*** Stored data Section Begins ***
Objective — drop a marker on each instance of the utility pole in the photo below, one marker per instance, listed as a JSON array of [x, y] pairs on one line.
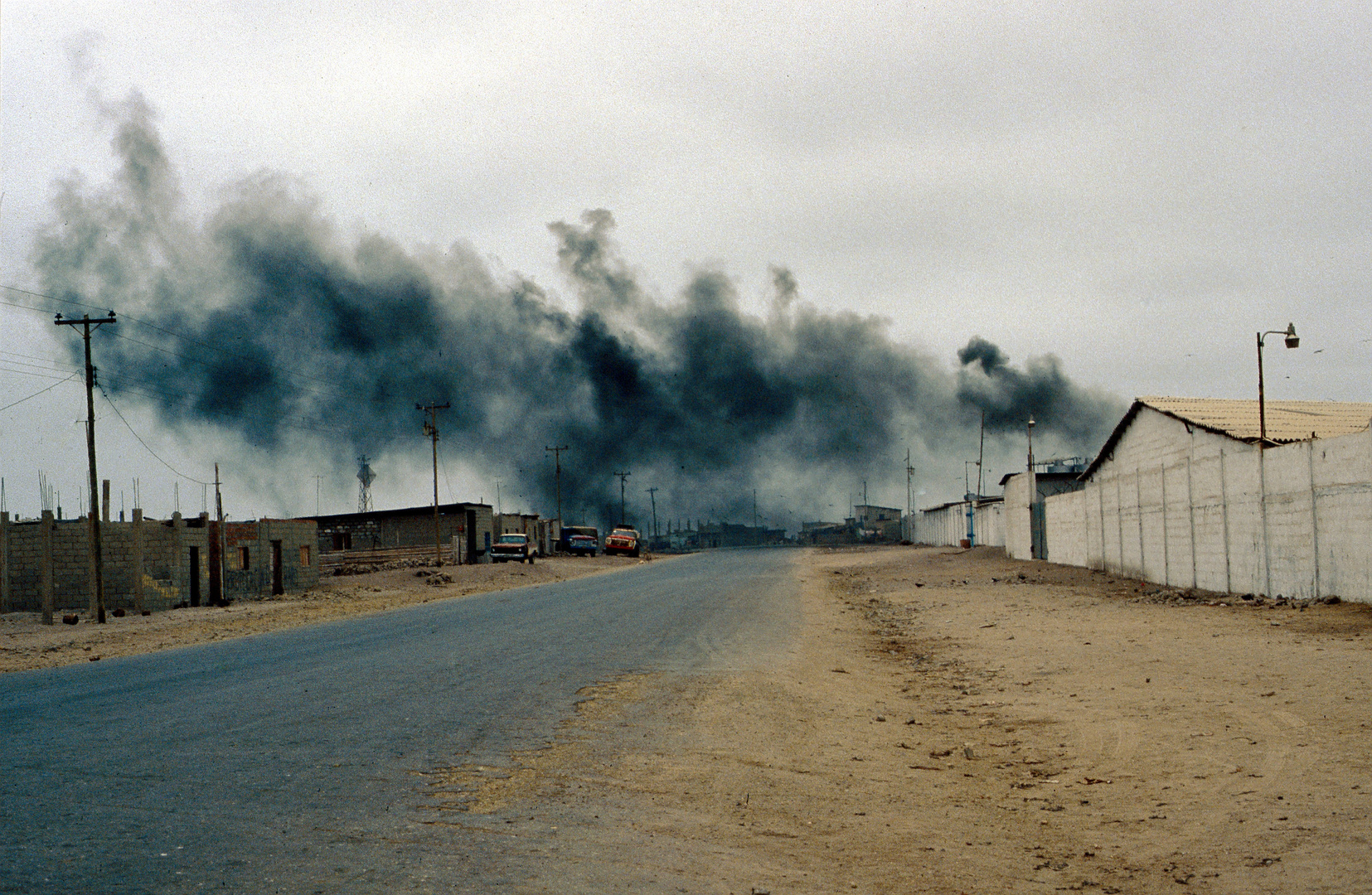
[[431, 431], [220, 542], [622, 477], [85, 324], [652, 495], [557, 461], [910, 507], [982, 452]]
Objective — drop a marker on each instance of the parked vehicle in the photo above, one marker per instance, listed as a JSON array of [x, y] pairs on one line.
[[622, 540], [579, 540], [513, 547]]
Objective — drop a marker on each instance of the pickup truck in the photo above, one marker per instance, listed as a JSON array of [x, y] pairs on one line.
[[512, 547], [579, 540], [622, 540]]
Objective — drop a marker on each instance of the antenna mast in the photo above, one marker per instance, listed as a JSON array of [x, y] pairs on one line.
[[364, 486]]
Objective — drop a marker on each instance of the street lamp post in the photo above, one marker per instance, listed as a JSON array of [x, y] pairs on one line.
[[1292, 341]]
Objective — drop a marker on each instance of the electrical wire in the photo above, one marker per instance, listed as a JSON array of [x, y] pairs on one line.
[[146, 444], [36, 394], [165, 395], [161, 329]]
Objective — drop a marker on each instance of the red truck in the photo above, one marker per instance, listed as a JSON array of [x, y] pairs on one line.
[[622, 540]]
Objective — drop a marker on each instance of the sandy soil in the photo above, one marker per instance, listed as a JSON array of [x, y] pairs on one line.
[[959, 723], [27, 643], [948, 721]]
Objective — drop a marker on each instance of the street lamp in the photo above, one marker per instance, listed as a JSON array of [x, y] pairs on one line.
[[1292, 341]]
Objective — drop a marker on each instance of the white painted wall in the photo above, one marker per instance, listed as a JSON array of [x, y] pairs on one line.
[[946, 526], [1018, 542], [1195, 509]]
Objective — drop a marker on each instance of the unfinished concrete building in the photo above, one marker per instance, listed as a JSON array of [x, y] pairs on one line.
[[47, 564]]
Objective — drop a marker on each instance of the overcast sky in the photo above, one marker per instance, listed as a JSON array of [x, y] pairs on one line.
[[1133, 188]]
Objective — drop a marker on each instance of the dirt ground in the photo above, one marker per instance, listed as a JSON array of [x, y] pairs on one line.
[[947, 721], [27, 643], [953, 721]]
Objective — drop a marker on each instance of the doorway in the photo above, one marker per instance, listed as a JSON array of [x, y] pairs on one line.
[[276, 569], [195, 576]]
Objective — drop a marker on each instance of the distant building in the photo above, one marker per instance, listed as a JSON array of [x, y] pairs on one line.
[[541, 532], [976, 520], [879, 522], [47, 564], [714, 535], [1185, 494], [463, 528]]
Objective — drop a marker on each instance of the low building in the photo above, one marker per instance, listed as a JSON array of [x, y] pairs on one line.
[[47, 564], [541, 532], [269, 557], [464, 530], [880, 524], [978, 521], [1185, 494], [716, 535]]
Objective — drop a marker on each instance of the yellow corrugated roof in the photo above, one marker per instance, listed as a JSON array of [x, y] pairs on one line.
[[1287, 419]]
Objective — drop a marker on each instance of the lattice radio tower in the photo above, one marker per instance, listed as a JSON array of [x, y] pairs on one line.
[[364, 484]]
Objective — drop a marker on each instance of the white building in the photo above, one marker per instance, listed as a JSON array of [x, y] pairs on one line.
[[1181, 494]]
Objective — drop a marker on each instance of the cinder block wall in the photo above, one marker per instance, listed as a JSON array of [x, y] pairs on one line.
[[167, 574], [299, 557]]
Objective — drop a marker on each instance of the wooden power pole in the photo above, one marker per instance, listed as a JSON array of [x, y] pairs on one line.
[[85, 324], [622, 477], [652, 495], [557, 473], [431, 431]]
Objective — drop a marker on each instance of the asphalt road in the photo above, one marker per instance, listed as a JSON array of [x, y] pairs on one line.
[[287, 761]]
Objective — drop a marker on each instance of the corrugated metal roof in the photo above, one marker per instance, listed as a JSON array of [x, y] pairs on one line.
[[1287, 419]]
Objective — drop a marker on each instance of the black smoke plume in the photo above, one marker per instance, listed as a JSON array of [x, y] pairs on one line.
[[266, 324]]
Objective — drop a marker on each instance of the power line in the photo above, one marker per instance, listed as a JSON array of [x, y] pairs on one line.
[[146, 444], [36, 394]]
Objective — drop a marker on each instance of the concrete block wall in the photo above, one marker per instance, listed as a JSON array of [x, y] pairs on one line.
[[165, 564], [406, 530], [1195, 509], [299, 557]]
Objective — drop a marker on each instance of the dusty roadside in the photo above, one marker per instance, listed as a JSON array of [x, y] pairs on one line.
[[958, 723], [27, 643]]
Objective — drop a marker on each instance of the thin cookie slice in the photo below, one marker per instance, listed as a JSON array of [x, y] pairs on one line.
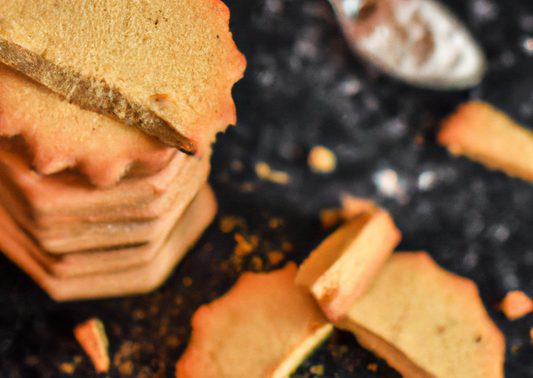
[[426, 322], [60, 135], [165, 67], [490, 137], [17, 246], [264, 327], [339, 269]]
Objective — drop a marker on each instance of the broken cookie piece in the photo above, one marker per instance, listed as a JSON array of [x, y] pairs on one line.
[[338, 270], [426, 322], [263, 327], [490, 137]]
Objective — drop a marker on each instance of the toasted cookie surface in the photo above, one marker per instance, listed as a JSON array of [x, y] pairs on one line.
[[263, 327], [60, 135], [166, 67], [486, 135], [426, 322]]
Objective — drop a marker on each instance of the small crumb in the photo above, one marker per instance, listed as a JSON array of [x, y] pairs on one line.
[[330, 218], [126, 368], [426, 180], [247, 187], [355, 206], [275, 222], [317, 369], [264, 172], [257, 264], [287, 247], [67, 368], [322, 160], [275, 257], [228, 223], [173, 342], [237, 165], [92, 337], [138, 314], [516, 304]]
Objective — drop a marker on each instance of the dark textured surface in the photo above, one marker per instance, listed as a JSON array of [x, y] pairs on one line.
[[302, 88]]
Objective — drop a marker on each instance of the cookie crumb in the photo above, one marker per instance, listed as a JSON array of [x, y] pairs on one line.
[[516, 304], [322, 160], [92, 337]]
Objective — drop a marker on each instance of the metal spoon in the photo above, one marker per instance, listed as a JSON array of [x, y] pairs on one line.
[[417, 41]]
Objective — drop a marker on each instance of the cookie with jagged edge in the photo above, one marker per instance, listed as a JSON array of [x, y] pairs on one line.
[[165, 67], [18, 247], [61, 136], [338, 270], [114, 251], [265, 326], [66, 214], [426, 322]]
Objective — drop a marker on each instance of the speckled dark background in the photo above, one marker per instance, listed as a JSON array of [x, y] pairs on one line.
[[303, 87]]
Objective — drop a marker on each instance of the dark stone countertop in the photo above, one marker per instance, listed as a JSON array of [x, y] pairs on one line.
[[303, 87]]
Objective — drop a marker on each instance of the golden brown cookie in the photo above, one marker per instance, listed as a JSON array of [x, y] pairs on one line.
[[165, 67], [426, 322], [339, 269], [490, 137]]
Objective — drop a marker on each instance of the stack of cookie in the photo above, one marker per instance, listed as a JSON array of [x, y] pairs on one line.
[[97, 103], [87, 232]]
*** Stored data Section Ends ***
*** Stored data Section Begins ***
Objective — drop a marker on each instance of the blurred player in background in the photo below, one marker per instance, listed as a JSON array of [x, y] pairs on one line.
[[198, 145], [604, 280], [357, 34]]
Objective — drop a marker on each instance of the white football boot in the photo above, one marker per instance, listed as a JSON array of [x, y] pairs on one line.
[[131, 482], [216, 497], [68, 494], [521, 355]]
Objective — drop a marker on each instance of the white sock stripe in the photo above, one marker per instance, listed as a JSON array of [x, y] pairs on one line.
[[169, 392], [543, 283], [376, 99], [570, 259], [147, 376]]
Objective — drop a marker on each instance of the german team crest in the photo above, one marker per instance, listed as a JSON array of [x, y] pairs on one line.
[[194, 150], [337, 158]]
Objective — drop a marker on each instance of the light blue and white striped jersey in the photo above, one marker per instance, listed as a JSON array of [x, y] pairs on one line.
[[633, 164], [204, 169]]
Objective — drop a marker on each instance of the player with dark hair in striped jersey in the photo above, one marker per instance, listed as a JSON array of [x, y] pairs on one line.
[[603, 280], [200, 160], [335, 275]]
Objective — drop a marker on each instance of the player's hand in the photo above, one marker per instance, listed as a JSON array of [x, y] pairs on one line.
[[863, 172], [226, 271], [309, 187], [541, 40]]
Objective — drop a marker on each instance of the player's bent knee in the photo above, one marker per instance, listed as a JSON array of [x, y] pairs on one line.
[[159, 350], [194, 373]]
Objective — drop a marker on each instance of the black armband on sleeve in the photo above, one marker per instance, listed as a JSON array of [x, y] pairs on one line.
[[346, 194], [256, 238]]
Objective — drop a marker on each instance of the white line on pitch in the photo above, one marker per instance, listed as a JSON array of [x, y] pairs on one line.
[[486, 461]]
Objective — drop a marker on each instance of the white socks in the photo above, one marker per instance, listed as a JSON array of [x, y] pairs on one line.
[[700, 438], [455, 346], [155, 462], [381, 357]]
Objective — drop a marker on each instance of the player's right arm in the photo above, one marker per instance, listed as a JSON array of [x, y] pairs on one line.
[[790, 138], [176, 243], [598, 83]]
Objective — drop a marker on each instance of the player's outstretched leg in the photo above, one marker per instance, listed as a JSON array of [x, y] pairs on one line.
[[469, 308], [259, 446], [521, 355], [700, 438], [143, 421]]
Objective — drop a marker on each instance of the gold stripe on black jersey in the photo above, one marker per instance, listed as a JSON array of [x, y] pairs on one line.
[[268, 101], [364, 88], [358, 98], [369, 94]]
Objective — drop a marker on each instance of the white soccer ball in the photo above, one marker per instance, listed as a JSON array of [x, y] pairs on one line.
*** Stored data Section Ends ***
*** Stored data Section Begins ***
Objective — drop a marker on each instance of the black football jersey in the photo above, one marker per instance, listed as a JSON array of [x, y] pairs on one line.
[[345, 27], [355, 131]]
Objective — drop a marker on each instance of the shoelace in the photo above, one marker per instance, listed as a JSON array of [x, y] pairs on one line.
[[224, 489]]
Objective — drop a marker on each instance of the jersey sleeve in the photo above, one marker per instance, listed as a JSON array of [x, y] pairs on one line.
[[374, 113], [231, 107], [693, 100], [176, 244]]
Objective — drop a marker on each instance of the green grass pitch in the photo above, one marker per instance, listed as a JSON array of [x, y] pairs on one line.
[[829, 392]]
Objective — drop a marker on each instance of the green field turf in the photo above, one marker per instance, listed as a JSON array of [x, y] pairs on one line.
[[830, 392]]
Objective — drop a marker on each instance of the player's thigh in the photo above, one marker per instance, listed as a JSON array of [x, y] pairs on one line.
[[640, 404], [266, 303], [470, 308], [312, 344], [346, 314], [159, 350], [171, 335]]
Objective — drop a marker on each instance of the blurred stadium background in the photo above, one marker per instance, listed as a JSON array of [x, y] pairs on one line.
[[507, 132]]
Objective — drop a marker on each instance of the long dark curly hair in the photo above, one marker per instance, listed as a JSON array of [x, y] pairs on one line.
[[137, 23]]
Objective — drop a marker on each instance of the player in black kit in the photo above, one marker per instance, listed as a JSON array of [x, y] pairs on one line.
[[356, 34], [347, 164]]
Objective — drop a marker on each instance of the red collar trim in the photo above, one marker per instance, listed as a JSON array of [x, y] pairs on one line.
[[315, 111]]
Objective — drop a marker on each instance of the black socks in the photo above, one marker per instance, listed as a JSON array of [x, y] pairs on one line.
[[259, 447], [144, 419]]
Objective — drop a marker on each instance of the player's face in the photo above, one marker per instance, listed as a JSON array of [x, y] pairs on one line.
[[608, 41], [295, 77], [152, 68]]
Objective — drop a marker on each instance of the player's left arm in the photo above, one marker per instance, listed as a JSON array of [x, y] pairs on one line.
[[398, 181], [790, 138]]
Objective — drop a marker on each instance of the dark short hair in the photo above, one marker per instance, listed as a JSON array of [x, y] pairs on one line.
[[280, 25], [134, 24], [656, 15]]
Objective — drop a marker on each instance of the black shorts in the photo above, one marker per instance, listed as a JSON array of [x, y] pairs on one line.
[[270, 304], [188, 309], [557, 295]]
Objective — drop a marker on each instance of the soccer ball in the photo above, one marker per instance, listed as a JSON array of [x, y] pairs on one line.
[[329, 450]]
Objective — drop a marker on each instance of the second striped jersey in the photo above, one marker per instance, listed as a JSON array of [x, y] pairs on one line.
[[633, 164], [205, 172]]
*** Stored data Section Ends ***
• Task goal:
What you give back should be exactly the lines of the data above from the line with "the gold stripe" through the line with "the white soccer", both of those included, and nothing more.

• Response below:
Objective — drop a marker on each instance of the gold stripe on black jersey in the photo above, one marker per instance, listed as a JSON array of [x, y] pairs on one line.
[[268, 101], [364, 88], [358, 98], [369, 94]]
Objective — drop a marker on each instance of the white soccer ball in the photo above, one marker per instance, listed as a JSON array of [x, y] pairs on one line.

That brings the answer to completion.